» SOURCE TEXT
________
CHATFIELD, District Judge: Upon the 20th day of October, 1908, 150, dozen pairs of long kid gloves were seized in this district, and proceedings for their condemnation and forfeiture, on the ground that they had been smuggled into the country and the United States thereby defrauded, were begun in this court by the filing of an information upon the 16th of November, 1908. The marshal duly attached the gloves, published the requisite notice, and a sale was finally had upon the 28th day of December, 1908, at which the gloves brought, less expenses, $1,063. 32, which is now in the registry of the court. The person in whose possession the gloves were at the time of seizure, one Marie De Louise, has since petitioned this court, under sections 17 and 18 of the act of June 22, 1874, which has superseded section 5292 of the Revised Statutes.

It appeared from the record in the proceeding for condemnation and forfeiture that no one intervened as claimant or owner of the goods in response to the advertisement by the marshal, and the default in the condemnation proceedings was apparently properly taken.

The case of The Princess of Orange (19 Fed. Cas., No. 11431) seems to settle the first question which must be considered-that is, that in relation to certain proceedings for forfeiture no application to remit can be instituted until a forfeiture has been declared. But in the present case, the additional fact that the woman now asking to be relieved as owner of the gloves was the same individual from whose possession they were taken, and who therefore would seem to have admitted, by her failure to claim the property taken, that she had no title therete, raises at once the question whether as between all parties properly charged with notice by the condemnation proceedings, the decree of condemnation renders the issues involved res adjudicata, and prevents any application for remission of the forfeiture under the sections mentioned.
________
» THE TASKS
1. List every calendar date mentioned in the glove forfeiture opinion.
2. Reproduce word for word the stretch of the glove forfeiture opinion from "The case of" through "the sections mentioned.".
The records that follow have no part in this work.

» ENTRIES
________
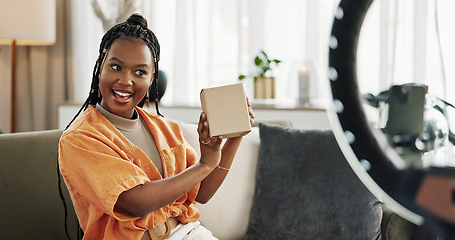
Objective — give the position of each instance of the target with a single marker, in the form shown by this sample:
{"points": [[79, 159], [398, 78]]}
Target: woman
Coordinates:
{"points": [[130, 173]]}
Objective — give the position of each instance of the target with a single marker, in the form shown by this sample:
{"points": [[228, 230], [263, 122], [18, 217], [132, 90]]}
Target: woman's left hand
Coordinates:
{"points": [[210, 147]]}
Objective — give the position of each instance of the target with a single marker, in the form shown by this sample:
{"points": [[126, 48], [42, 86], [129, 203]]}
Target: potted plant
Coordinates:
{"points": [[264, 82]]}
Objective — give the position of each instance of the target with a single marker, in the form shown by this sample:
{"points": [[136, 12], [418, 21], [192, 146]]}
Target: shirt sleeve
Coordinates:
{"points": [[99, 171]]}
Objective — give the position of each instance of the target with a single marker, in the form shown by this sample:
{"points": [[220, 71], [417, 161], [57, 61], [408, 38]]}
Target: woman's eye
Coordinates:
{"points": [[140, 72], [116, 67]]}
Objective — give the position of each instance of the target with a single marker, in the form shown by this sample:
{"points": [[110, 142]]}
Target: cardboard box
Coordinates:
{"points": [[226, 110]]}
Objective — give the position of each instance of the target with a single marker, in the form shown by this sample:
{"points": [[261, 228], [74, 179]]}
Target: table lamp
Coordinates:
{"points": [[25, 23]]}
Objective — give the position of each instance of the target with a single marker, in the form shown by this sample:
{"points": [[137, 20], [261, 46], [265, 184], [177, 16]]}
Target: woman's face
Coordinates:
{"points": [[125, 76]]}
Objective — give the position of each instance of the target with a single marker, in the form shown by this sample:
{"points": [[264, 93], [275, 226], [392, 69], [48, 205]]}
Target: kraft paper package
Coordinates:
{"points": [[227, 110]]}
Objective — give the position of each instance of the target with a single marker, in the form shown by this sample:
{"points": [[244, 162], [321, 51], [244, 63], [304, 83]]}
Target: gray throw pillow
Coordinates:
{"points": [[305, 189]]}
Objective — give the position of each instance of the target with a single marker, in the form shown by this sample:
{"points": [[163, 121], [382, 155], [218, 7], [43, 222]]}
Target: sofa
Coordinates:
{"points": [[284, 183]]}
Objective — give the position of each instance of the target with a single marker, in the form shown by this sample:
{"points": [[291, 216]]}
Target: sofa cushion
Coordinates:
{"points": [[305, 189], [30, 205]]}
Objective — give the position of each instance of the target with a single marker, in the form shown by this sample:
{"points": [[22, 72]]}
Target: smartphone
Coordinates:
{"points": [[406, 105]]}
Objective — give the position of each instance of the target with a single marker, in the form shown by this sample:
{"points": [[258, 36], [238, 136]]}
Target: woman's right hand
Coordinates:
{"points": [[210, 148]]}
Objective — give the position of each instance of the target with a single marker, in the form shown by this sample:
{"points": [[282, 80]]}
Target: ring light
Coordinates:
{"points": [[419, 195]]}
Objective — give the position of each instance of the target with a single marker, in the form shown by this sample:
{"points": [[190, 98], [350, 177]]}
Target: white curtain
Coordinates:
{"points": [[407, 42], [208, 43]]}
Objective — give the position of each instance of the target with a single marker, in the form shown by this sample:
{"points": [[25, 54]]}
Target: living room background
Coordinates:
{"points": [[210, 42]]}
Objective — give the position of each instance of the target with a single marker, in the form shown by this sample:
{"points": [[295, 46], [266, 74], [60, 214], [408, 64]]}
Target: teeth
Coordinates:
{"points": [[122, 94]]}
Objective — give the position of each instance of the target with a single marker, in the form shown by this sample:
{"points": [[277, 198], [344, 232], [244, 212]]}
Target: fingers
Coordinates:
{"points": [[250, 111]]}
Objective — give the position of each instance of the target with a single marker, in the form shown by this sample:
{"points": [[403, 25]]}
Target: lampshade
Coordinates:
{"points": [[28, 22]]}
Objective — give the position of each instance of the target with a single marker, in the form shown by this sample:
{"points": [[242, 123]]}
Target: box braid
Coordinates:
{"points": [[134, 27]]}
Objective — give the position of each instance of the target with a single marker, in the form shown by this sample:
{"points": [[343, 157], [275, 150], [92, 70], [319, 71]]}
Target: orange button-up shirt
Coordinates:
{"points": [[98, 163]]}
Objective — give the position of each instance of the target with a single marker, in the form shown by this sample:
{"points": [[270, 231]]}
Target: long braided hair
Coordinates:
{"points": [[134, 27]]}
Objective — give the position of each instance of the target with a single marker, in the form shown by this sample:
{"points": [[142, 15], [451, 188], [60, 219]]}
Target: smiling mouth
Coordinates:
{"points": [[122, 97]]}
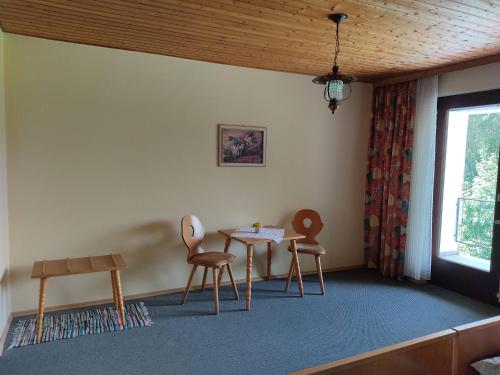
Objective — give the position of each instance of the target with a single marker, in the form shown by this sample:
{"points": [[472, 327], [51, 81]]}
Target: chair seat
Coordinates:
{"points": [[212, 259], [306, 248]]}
________
» COMPLETE ANSWERS
1.
- October 20, 1908
- November 16, 1908
- December 28, 1908
- June 22, 1874

2.
The case of The Princess of Orange (19 Fed. Cas., No. 11431) seems to settle the first question which must be considered-that is, that in relation to certain proceedings for forfeiture no application to remit can be instituted until a forfeiture has been declared. But in the present case, the additional fact that the woman now asking to be relieved as owner of the gloves was the same individual from whose possession they were taken, and who therefore would seem to have admitted, by her failure to claim the property taken, that she had no title therete, raises at once the question whether as between all parties properly charged with notice by the condemnation proceedings, the decree of condemnation renders the issues involved res adjudicata, and prevents any application for remission of the forfeiture under the sections mentioned.